**Material supplied:**

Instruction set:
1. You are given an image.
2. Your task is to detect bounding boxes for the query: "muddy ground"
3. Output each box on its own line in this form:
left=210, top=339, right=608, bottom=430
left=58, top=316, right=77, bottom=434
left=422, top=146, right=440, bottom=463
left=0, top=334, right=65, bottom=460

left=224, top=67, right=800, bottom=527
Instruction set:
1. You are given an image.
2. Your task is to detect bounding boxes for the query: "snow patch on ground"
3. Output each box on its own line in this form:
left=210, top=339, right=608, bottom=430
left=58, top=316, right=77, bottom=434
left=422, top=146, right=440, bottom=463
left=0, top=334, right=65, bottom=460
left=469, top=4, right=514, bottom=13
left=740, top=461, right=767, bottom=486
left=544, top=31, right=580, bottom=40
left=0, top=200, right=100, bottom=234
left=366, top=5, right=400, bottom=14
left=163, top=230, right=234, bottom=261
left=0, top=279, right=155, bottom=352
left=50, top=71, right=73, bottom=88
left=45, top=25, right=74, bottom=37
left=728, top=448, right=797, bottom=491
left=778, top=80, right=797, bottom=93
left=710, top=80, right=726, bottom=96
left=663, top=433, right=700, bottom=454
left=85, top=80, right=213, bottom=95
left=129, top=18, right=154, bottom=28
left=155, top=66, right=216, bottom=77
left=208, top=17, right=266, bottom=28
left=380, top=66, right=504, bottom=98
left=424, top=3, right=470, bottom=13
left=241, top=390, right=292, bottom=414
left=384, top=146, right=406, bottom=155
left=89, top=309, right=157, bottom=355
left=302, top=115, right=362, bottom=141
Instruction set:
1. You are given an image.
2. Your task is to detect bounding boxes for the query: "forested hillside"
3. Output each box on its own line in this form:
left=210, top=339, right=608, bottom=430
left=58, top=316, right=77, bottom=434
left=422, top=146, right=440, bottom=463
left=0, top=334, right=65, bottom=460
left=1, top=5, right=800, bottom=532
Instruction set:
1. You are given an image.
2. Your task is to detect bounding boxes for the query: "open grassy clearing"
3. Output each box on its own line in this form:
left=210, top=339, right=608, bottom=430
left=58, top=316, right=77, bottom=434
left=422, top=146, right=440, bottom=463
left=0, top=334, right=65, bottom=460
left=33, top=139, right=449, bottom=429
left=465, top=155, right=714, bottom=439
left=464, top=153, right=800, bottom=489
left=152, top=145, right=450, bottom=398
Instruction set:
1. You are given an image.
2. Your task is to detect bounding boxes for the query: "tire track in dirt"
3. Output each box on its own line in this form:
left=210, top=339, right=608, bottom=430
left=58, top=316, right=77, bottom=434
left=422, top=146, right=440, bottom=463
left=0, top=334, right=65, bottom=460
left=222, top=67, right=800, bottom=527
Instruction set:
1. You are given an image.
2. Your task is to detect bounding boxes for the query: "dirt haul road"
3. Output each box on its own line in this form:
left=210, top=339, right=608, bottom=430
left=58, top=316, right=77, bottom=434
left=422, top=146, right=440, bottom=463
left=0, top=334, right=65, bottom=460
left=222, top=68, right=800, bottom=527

**Exercise objective:** Would you please give back all of the material above exactly as it stands?

**Completed exercise:**
Instruction set:
1. You are given an image.
2. Your task is to detect bounding boxes for the query: "muddy ground"
3. Output each box on its own line in this form:
left=210, top=339, right=608, bottom=430
left=58, top=316, right=77, bottom=434
left=422, top=146, right=440, bottom=463
left=0, top=334, right=65, bottom=460

left=224, top=67, right=800, bottom=527
Instruction set:
1. You are given an image.
2. Your task is to detect bounding boxes for the query: "snow patch on ground"
3. Output each box on its own line in this form:
left=210, top=339, right=608, bottom=430
left=58, top=316, right=77, bottom=434
left=422, top=146, right=440, bottom=463
left=0, top=334, right=65, bottom=460
left=469, top=4, right=514, bottom=13
left=740, top=461, right=767, bottom=486
left=544, top=31, right=580, bottom=40
left=0, top=200, right=100, bottom=234
left=366, top=5, right=400, bottom=14
left=163, top=230, right=234, bottom=261
left=0, top=279, right=155, bottom=352
left=50, top=71, right=73, bottom=88
left=45, top=25, right=74, bottom=37
left=728, top=448, right=797, bottom=491
left=778, top=80, right=797, bottom=93
left=710, top=80, right=726, bottom=96
left=663, top=433, right=700, bottom=454
left=85, top=80, right=213, bottom=95
left=129, top=18, right=154, bottom=28
left=155, top=66, right=216, bottom=77
left=208, top=17, right=266, bottom=28
left=380, top=66, right=504, bottom=98
left=424, top=3, right=470, bottom=13
left=241, top=390, right=292, bottom=414
left=384, top=146, right=406, bottom=155
left=89, top=309, right=157, bottom=355
left=302, top=115, right=362, bottom=141
Instruction set:
1. You are given an image.
2. Your task is to detect bounding boxes for the query: "forested hillside"
3. Output each box on its own line in this form:
left=210, top=339, right=608, bottom=430
left=58, top=316, right=77, bottom=434
left=422, top=146, right=440, bottom=463
left=0, top=334, right=65, bottom=460
left=1, top=5, right=800, bottom=532
Instruction set:
1. You are given an image.
2. Your task is to detect bounding boxes for the query: "open grassy clearing"
3. Output each box on its own line in this form:
left=210, top=339, right=608, bottom=430
left=58, top=316, right=77, bottom=434
left=422, top=146, right=440, bottom=463
left=0, top=334, right=65, bottom=460
left=33, top=139, right=449, bottom=429
left=465, top=155, right=714, bottom=439
left=464, top=153, right=800, bottom=489
left=152, top=145, right=450, bottom=398
Instruction set:
1. You are given an image.
2. Your task is to detect bounding boxes for the query: "tire track in dirt"
3. Output each box on its own line in this form:
left=210, top=339, right=608, bottom=430
left=58, top=316, right=77, bottom=434
left=422, top=146, right=440, bottom=463
left=0, top=334, right=65, bottom=460
left=222, top=67, right=800, bottom=527
Instruction set:
1. You are given an image.
2. Your task is to detect bounding boxes for the query: "dirt haul road"
3. Output each box on its own line in this form:
left=210, top=339, right=608, bottom=430
left=58, top=316, right=77, bottom=434
left=422, top=146, right=440, bottom=463
left=0, top=334, right=65, bottom=460
left=222, top=68, right=800, bottom=527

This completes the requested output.